**PROVIDED PASSAGE:**
•••••
Namespace dependencies
Let’s see what it looks like for a namespace package diagram:
#include <array>
#include <map>
#include <memory>
#include <string>
#include <vector>
namespace namespace_package {
namespace A::AA {
namespace A1 {
struct CA { };
}
namespace A2 {
template <typename T> struct CB {
T cb;
};
}
namespace A3 {
struct CC { };
}
namespace A4 {
struct CD { };
}
namespace A5 {
struct CE { };
}
namespace A6 {
struct CF { };
}
namespace A7 {
struct CG { };
}
namespace A8 {
struct CH { };
}
namespace A9 {
struct CI { };
}
namespace A10 {
struct CJ { };
}
namespace A11 {
struct CK { };
}
namespace A12 {
struct CL { };
}
namespace A13 {
struct CM { };
}
namespace A14 {
struct CN { };
}
namespace A15 {
struct CO { };
}
namespace A16 {
struct CP { };
}
namespace A17 {
struct CR { };
}
namespace A18 {
enum class S { s1, s2, s3 };
}
}
namespace B::BB::BBB {
class CBA : public A::AA::A6::CF {
public:
A::AA::A1::CA *ca_;
A::AA::A2::CB<int> cb_;
std::shared_ptr<A::AA::A3::CC> cc_;
std::map<std::string, std::unique_ptr<A::AA::A4::CD>> *cd_;
std::array<A::AA::A15::CO, 5> co_;
static A::AA::A16::CP *cp_;
CBA() = default;
CBA(A::AA::A14::CN *cn) { }
friend A::AA::A17::CR;
template <typename... Item> CBA(std::tuple<Item...> &items) { }
void ce(const std::vector<A::AA::A5::CE> /*ce_*/) { }
std::shared_ptr<A::AA::A7::CG> cg() { return {}; }
template <typename T>
void ch(std::map<T, std::shared_ptr<A::AA::A8::CH>> &ch_)
{
}
template <typename T>
std::map<T, std::shared_ptr<A::AA::A9::CI>> ci(T * /*t*/)
{
return {};
}
A::AA::A18::S s;
};
void cj(std::unique_ptr<A::AA::A10::CJ> /*cj_*/) { }
}
} // namespace namespace_package
with the following config:
namespace_package:
type: package
glob:
- namespace_package.cpp
include:
namespaces:
- namespace_package
using_namespace: namespace_package
produces the following diagram:
The dashed arrows represent package dependencies (in this case namespace dependencies), i.e. an arrow from B::BB::BBB
to A::AA::A1
means that some class in B::BB::BBB
uses some declaration from A::AA::A1
(in this case it’s A::AA::A1::CA
).
Relationship lines are actually links to source code on GitHub, you can click on them and you should get to the respective line in the code.
This type of diagram can be very useful in larger code bases, where you want to maintain a strict separation of concerns between components. By having this diagram generated as part of CI we can continuously monitor whether some unwanted dependencies haven’t crept in into the code.
Include diagrams
Finally, clang-uml
can also generate include dependency graph diagrams.
Simple include graph diagram
Let’s consider a very simple code spread over a few files:
include_diagram/include/include1.h
:
#pragma once
#include "lib1/lib1.h"
•••••
**DATASET RECORDS:**
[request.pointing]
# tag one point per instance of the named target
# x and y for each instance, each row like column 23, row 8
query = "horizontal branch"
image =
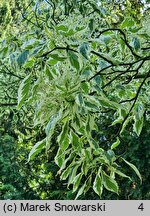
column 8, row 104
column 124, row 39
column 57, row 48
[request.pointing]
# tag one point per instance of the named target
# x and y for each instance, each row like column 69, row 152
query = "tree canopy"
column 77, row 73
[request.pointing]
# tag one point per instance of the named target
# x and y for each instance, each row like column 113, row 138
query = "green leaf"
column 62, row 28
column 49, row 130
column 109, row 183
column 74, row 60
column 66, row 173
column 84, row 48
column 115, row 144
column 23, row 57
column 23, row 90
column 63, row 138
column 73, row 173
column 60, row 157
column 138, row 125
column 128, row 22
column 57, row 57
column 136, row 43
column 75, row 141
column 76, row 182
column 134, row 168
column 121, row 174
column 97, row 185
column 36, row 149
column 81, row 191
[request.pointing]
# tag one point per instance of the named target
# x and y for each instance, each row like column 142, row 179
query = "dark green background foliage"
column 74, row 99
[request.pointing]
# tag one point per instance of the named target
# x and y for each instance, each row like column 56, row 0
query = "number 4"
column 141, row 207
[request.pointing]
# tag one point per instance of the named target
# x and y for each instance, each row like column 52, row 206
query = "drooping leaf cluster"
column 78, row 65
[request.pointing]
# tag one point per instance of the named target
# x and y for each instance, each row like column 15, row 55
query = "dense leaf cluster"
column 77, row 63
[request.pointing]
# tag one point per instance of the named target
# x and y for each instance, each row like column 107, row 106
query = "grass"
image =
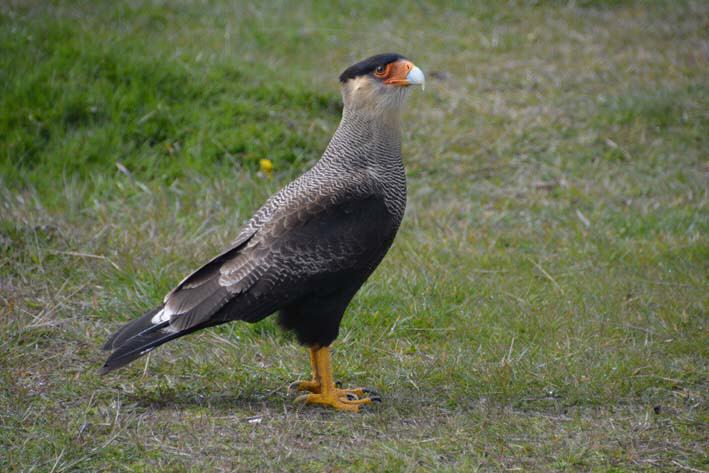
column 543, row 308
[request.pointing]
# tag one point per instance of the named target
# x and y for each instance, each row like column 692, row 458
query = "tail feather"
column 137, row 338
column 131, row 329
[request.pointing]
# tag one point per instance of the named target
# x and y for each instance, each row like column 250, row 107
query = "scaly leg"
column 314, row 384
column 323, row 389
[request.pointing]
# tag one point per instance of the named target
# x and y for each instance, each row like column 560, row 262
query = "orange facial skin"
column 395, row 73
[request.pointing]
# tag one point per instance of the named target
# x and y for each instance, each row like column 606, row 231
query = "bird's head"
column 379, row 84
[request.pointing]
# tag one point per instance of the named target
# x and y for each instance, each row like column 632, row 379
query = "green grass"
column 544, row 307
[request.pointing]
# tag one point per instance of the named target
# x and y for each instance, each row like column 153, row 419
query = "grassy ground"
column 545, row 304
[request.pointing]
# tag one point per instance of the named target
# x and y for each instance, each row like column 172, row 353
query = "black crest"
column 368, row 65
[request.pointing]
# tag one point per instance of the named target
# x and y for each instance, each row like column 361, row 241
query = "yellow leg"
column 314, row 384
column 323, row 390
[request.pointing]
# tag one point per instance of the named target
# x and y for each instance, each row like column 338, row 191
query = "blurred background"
•••••
**TASK:** Please repeat word for word the part of the namespace dependencies text that begins with the words containing "This type of" and ends with "into the code.".

**COMPLETE ANSWER:**
This type of diagram can be very useful in larger code bases, where you want to maintain a strict separation of concerns between components. By having this diagram generated as part of CI we can continuously monitor whether some unwanted dependencies haven’t crept in into the code.